— begin DOCUMENT EXTRACT —

# Indian hits 5,000



## Xcelsior (Jun 19, 2015)

http://www.ebay.com/itm/Indian-Bicy...tr=true&hash=item2352e22b4f&item=151714409295


----------



## dfa242 (Jun 19, 2015)

As it should...just beautiful.


----------



## bricycle (Jun 19, 2015)

...Oh, not a "Cleveland Indian"? sorry wrong pastime....


----------



## partsguy (Jun 19, 2015)

This is awesome! I can't afford it so I'll just sit back watch!


----------



## bikewhorder (Jun 19, 2015)

I might need to take a hammer to the ol' piggy bank for this one.


----------



## Robertriley (Jun 19, 2015)

What's your guess on what it will go for?  I have a buddy that wants it.  He's new to the hobby (4 months) and has already picked up a Vintage Klein ($1500), two twin flex, pacemaker and said the one he wants most is an Indian.   I sent him this yesterday and he said that he may jump into the bidding.


----------



## sfhschwinn (Jun 19, 2015)

I think it will go between $7k-8.5k


----------



## highship (Jun 19, 2015)

Do we think the tank is original?


----------



## bikewhorder (Jun 19, 2015)

highship said:


> Do we think the tank is original?




Good question.  I think it is, but before this I was only aware of the tanks that had the nickle plated rear bracket mount. I've never seen this upper and lower tank mount before. If I had my choice Id much rather have the rear mount type.


----------



## robertc (Jun 19, 2015)

Basically two days left, its at 6000 dollars now probably go another thousand. These bidders don't work in the fire service that's for sure.


----------



## Robertriley (Jun 19, 2015)

I know the top bidder.


----------



## robertc (Jun 19, 2015)

Could it be you? I should also add if it is you're the man. That is an awesome bike.


----------



## Robertriley (Jun 19, 2015)

lol...nope, not me.  It is on the bucket list.


----------



## walter branche (Jun 20, 2015)

— end DOCUMENT EXTRACT —

*TASKS TO COMPLETE*
1) From the listing below, keep every line that contains the string "player" and copy each one. Matching is case-sensitive.
2) Continue the forum thread about the Indian bicycle on eBay from the point where it stops.

— begin DATA PROVIDED —

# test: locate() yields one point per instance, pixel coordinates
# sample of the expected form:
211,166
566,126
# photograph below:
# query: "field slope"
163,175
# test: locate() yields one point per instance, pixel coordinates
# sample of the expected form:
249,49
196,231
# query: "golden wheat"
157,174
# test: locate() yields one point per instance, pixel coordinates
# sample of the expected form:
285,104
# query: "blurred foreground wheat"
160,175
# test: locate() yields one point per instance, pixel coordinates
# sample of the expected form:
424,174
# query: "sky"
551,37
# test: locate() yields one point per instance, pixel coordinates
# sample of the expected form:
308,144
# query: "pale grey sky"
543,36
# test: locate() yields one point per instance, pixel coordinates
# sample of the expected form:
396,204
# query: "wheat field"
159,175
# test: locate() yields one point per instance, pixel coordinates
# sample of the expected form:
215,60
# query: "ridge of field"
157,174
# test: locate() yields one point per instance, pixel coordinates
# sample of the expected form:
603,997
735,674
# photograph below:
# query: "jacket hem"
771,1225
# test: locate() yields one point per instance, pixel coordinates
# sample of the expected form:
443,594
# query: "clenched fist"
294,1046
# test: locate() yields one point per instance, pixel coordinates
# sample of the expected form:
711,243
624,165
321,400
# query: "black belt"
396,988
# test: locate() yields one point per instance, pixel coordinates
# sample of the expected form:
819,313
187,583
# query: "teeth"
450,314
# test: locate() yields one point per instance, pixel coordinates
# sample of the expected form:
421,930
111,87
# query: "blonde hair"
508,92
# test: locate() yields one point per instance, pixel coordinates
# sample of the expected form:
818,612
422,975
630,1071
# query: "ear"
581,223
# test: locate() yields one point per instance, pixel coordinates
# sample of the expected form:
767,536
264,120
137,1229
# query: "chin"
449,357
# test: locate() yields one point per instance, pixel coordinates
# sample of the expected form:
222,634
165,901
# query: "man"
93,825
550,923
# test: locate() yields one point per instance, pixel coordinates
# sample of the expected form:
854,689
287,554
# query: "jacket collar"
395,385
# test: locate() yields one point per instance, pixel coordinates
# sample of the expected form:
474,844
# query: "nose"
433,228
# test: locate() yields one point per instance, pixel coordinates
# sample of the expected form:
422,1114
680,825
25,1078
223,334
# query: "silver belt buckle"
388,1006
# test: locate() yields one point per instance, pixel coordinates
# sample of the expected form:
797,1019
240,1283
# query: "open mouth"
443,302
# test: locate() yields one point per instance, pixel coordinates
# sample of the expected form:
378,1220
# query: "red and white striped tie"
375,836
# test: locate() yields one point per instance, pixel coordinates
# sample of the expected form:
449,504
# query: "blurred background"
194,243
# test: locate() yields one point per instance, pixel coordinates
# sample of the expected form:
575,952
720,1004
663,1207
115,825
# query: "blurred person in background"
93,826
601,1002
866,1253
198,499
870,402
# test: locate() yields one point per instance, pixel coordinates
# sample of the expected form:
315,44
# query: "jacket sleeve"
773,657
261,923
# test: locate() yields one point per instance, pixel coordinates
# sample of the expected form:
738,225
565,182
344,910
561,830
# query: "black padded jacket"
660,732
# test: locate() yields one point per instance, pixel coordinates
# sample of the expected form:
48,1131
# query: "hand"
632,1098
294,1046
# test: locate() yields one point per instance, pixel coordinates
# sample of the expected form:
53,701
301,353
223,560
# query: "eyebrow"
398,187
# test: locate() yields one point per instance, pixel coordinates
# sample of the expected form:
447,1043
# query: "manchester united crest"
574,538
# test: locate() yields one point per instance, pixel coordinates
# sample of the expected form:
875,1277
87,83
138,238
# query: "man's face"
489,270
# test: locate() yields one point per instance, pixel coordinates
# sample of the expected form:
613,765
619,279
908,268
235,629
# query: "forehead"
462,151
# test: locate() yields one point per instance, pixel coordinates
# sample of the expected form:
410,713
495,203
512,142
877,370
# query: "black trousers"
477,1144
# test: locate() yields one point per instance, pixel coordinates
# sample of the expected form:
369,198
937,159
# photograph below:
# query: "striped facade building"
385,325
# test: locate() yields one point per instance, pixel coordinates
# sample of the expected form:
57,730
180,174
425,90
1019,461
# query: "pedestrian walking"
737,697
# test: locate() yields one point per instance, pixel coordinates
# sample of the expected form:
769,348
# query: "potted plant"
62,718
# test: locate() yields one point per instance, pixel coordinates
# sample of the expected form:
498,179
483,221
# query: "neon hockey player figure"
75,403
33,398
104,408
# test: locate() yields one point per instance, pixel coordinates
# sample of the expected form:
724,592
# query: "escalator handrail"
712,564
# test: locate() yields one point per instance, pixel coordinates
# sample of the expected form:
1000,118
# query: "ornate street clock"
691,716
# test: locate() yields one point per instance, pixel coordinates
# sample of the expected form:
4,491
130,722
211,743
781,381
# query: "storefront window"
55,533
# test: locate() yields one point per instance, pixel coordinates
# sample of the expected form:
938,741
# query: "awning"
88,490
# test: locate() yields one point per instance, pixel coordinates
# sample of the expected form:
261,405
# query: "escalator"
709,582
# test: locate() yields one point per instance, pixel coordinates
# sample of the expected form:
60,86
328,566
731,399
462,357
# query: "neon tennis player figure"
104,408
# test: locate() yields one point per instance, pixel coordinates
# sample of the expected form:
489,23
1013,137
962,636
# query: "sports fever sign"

— end DATA PROVIDED —

*OUTPUTS BY TASK*
1)
# query: "neon hockey player figure"
# query: "neon tennis player figure"

2)
6,000.00 1 day ,18 hours to go-----------6,600


----------



## dfa242 (Jun 21, 2015)

Hmm...brand new bidder jumps in late in the game.  I hope for the buyer's sake it's legit and not just a shill.


----------



## catfish (Jun 21, 2015)

dfa242 said:


> Hmm...brand new bidder jumps in late in the game.  I hope for the buyer's sake it's legit and not just a shill.




I hate shill bids. What's even worse is that ebay allows them. They don't care. It's more $$$$ for ebay.


----------



## walter branche (Jun 21, 2015)

7,752.00


----------



## fordmike65 (May 11, 2016)




----------



## fordmike65 (May 11, 2016)




----------



## Luchotocado (May 11, 2016)

Awesome


----------



## locomotion (May 11, 2016)

great bike, only Universal tires would of looked good on it as a replacement


----------



## OldSkipTooth (May 11, 2016)

God that is soo well preserved!


----------



## jkent (May 11, 2016)

Is that your bike Mike?
Jkent


----------



## fordmike65 (May 11, 2016)

jkent said:


> Is that your bike Mike?
> Jkent



Me? I wish! Nah, just came across this thread and saw no pics were posted. Thought I'd post them up before they were deleted from the eBay listing


----------



## scrubbinrims (May 11, 2016)

highship said:


> Do we think the tank is original?




I think the tank is original, that's pretty obvious, but not original to this frame/bike.
This is never directly confirmed in the careful description.
That is my opinion with the wear on the frame, straps, and the patina mismatch.
A cool bike, but I'm not into the motorcycle affiliated bikes which are overinflated pricewise because of that affiliation...also in my opinion.
Keep in mind, there is no thumbs down option for my comment, so you'll have to go on hating me privately.
Chris


----------



## dave the wave (May 11, 2016)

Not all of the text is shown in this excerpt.